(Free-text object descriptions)
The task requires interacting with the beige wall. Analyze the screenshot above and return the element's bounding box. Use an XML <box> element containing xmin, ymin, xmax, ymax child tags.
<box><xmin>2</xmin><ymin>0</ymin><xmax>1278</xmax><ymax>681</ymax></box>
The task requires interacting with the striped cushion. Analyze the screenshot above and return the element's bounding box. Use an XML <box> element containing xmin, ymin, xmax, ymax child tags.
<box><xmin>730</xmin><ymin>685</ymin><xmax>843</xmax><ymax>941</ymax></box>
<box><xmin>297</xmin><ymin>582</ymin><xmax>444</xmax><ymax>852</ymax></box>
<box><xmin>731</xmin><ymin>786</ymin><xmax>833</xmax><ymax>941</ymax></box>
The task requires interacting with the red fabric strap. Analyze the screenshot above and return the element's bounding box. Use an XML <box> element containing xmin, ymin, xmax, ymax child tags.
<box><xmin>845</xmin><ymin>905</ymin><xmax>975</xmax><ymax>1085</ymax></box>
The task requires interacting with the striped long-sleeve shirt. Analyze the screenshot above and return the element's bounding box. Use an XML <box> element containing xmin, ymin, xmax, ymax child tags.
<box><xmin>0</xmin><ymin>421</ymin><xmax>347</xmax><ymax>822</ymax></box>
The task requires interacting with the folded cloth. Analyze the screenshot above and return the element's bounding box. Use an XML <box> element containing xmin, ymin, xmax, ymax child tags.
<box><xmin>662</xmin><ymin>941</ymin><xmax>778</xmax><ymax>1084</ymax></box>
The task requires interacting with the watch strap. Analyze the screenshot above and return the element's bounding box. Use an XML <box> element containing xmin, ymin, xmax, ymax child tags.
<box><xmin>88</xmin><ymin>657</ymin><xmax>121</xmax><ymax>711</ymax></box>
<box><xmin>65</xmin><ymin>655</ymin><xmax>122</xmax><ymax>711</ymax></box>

-- TASK DESCRIPTION --
Retype the records, line for line.

-- THE COMPLETED TASK --
The task requires interacting with the beige wall. Analyze the screenshot above and return the element's bounding box. Use an XML <box> element containing xmin, ymin, xmax, ymax child tags.
<box><xmin>2</xmin><ymin>0</ymin><xmax>1278</xmax><ymax>681</ymax></box>
The task requires interacting with the striped cushion. Analyze the screenshot above and return the element's bounding box. Use an XML <box> element containing xmin, ymin, xmax, ymax child tags.
<box><xmin>730</xmin><ymin>685</ymin><xmax>843</xmax><ymax>941</ymax></box>
<box><xmin>297</xmin><ymin>582</ymin><xmax>444</xmax><ymax>852</ymax></box>
<box><xmin>731</xmin><ymin>786</ymin><xmax>833</xmax><ymax>941</ymax></box>
The task requires interacting with the red fabric strap. Analyze the screenshot above and return the element's bounding box. Use an XML <box> element containing xmin, ymin, xmax, ymax child tags.
<box><xmin>845</xmin><ymin>905</ymin><xmax>975</xmax><ymax>1085</ymax></box>
The task requires interacting with the striped long-sleeve shirt. Analyze the screenshot above and return the element's bounding box. Use an XML <box> element containing xmin, ymin, xmax, ymax child tags.
<box><xmin>0</xmin><ymin>421</ymin><xmax>347</xmax><ymax>822</ymax></box>
The task requires interacting with the folded cloth. Analyze the screenshot above and return the element's bounding box. Use an XML <box> element containing xmin, ymin, xmax, ymax child tags.
<box><xmin>662</xmin><ymin>941</ymin><xmax>778</xmax><ymax>1084</ymax></box>
The task requires interacting with the watch strap. Analyze the screenshot above and return the element's bounding box. Use an XML <box> element containing xmin, ymin, xmax, ymax child tags.
<box><xmin>88</xmin><ymin>657</ymin><xmax>121</xmax><ymax>711</ymax></box>
<box><xmin>65</xmin><ymin>655</ymin><xmax>122</xmax><ymax>711</ymax></box>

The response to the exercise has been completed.